-- Selected excerpt --
----------------------------------------

Almost everyone had a business idea at least once in their life, but few have the persistence and courage to give life to their ideas. Are you on a crossroad and hesitating whether to take the chance of being your own boss, or keep the safer status of an employee?
We’re not here to tell you the pros and cons of each option, but if you’re about to start your own small business, there are a few things you need to sort out first. We brought up seven of them in the form of questions you need to have an answer for before you dive into entrepreneurial waters.
1) What problems does your product or service solve?
The customers don’t care about your profit. They care about their problems and the solution thereof.
Therefore, cannot just start a business for the sake of it. Before you decide to set off on the path of a business owner, you need to determine whether your product or service will be considered useful and needed. That includes a “main message” or a “mission” you wish to transmit to your customers via your product or service.
To draw out a good example, the main motto associated with iPods when they came out was “1000 songs in your pocket”; that means you no longer have to choose the 20 songs that the memory of your mp3 player can take and listen to them over and over. You can fit all your songs into the iPod. Your problem is solved.
Maybe this is a good spot to share the main motto of our Elementary POS app:
“Turn your Android phone or tablet into a simple cash register.”
So, what is the problem we are solving? That you no longer need a heavy, expensive device to run a cash register. All you need is pretty much any Android device created in 2013 or later.
2) What makes your product stand out from among the competition?
Even if someone woke you up in the middle of the night, you need to be able to say this without any hesitation. Whether it’s a better performance, a secret ingredient or an unforgettable scent, be sure to know clearly what makes your product better than the competition.
3) Have you conducted a thorough market research?

----------------------------------------

-- Excerpts of pointing data --
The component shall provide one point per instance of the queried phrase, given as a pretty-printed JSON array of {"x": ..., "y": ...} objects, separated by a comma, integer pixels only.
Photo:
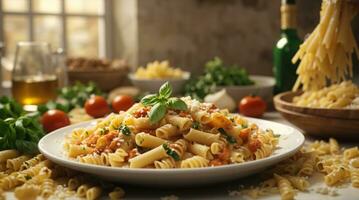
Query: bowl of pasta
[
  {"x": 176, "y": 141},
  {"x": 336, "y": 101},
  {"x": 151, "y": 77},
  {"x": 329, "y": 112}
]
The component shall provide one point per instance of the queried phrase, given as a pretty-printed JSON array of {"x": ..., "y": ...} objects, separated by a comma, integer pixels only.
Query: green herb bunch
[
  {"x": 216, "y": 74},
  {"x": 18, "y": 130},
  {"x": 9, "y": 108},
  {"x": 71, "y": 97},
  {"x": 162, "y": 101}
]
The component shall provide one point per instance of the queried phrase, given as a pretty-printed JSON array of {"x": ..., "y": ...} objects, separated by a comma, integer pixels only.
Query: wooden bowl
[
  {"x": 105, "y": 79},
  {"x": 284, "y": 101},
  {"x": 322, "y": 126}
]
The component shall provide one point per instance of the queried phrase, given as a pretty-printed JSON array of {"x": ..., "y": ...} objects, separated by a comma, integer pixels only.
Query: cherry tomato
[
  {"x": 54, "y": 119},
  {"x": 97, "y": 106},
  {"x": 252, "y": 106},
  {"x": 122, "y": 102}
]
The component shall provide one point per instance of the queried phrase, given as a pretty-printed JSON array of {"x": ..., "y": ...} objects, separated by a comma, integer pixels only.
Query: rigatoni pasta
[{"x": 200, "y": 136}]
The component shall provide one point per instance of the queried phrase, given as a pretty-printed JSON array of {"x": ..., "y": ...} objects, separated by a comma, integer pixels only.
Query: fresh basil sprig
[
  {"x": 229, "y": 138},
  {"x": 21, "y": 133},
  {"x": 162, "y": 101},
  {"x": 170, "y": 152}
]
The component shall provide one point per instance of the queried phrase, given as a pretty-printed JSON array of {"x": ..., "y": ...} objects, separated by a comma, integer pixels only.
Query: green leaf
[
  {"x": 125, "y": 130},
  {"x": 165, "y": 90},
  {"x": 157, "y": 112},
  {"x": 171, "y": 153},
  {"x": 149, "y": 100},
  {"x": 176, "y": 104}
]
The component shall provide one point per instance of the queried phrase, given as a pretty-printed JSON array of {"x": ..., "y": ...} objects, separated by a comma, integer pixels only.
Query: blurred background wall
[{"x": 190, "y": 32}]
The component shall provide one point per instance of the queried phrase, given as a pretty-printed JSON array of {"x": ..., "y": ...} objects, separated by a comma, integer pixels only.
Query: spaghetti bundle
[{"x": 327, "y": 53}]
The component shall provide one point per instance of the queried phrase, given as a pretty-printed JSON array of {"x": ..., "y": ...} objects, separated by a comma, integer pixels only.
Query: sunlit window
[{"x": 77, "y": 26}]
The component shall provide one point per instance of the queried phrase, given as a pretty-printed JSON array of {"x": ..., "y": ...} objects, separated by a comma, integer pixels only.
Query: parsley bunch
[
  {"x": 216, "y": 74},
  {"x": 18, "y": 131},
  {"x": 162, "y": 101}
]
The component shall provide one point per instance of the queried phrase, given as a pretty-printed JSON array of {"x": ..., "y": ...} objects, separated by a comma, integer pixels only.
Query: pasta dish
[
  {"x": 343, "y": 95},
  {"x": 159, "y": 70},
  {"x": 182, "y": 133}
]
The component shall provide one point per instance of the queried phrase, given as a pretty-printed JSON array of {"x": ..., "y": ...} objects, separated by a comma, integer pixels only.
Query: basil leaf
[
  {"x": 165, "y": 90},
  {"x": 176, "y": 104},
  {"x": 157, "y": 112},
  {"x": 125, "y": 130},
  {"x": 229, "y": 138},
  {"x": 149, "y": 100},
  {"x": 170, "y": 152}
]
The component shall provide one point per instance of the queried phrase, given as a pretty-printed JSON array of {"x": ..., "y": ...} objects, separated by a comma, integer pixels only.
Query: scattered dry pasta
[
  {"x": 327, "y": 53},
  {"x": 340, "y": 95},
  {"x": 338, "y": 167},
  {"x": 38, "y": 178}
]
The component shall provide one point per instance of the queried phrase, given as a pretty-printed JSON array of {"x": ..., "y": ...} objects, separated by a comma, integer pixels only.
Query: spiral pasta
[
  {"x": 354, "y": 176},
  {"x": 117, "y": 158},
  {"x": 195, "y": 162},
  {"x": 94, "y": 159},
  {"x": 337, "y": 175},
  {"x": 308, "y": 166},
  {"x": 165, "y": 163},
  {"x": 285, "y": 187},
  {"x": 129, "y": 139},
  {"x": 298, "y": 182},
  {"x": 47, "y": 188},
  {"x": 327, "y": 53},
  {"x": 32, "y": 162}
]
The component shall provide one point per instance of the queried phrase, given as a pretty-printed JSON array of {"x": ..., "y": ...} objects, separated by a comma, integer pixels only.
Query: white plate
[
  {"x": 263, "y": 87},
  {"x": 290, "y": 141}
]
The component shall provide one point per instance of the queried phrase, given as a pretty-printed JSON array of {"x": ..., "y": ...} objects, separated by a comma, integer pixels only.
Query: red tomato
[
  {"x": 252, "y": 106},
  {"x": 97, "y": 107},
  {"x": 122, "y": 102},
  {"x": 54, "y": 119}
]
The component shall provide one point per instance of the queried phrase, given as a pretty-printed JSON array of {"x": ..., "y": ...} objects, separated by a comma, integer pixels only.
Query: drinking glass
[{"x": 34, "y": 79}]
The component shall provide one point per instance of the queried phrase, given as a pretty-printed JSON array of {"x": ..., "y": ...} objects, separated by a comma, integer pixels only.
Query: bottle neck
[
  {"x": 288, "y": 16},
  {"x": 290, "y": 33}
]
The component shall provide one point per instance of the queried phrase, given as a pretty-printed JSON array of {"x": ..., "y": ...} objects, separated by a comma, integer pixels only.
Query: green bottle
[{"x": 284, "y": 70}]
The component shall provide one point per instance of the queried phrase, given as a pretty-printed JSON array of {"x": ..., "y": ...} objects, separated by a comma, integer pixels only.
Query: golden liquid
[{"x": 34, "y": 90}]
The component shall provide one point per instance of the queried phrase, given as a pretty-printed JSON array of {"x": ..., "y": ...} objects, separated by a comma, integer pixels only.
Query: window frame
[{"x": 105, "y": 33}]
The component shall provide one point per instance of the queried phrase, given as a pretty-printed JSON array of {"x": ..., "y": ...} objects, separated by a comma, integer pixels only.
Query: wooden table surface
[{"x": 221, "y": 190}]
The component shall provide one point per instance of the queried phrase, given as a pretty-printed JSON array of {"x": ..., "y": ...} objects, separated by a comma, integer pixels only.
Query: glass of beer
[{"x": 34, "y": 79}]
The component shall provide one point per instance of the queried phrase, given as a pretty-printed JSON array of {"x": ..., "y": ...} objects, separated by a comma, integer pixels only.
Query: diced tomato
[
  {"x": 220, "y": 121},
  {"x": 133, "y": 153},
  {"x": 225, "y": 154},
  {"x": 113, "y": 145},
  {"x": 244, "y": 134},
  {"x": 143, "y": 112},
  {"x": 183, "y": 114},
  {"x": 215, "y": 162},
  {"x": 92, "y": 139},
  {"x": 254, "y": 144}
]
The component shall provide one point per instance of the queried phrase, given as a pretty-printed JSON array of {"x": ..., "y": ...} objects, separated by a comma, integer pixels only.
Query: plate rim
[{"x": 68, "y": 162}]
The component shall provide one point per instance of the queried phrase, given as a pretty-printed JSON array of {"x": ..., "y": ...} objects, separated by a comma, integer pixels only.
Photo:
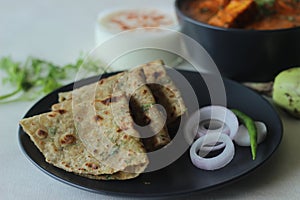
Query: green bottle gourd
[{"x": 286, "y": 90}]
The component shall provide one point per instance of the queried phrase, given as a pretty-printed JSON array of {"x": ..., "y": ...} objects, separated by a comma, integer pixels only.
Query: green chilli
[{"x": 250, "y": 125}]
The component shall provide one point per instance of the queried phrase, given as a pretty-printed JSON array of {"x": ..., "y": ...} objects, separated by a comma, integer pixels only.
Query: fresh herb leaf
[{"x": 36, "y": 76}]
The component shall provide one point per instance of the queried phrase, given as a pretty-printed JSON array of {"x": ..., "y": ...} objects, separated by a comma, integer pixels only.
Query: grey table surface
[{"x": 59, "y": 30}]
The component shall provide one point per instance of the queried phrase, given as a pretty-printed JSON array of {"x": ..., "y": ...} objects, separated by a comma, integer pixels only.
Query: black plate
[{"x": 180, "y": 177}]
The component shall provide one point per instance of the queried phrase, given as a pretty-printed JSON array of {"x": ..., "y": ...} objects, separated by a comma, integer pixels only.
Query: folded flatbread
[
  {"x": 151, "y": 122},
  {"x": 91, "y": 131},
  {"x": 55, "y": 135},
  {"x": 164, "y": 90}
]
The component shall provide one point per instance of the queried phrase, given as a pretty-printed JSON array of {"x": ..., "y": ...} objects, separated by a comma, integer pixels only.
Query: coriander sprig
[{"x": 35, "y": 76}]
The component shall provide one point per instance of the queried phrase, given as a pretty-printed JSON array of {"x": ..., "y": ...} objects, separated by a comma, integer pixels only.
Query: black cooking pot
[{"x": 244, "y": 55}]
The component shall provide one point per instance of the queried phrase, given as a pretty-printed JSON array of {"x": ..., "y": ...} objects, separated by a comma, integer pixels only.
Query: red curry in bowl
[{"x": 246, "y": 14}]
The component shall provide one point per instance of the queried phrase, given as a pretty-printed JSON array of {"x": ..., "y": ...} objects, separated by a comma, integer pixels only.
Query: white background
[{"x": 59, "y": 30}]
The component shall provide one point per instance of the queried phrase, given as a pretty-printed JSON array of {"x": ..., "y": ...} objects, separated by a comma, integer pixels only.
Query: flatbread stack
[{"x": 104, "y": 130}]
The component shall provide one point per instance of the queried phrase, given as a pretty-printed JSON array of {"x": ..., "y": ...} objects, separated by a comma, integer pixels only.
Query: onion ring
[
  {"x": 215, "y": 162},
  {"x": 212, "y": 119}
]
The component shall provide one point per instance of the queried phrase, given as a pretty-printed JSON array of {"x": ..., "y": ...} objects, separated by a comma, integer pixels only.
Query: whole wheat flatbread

----------------------------------------

-- Challenge 1 --
In the article on starting a small business, what was the main motto associated with iPods when they came out?
-- Challenge 2 --
Based on the article on starting a small business, say whether each statement agrees with the text: (a) The article sets out to lay out the pros and cons of being your own boss versus staying an employee. (b) Pretty much any Android device created in 2013 or later is enough to run the Elementary POS app. (c) The article brings up ten questions to answer before starting a business.
-- Challenge 3 --
Restate word for word the part of the article on starting a small business starting with "Therefore, cannot just" and going on through "product or service.".

-- Expected answer 1 --
"1000 songs in your pocket"

-- Expected answer 2 --
(a) No: "We’re not here to tell you the pros and cons of each option"
(b) Yes: "All you need is pretty much any Android device created in 2013 or later."
(c) No: "We brought up seven of them in the form of questions"

-- Expected answer 3 --
Therefore, cannot just start a business for the sake of it. Before you decide to set off on the path of a business owner, you need to determine whether your product or service will be considered useful and needed. That includes a “main message” or a “mission” you wish to transmit to your customers via your product or service.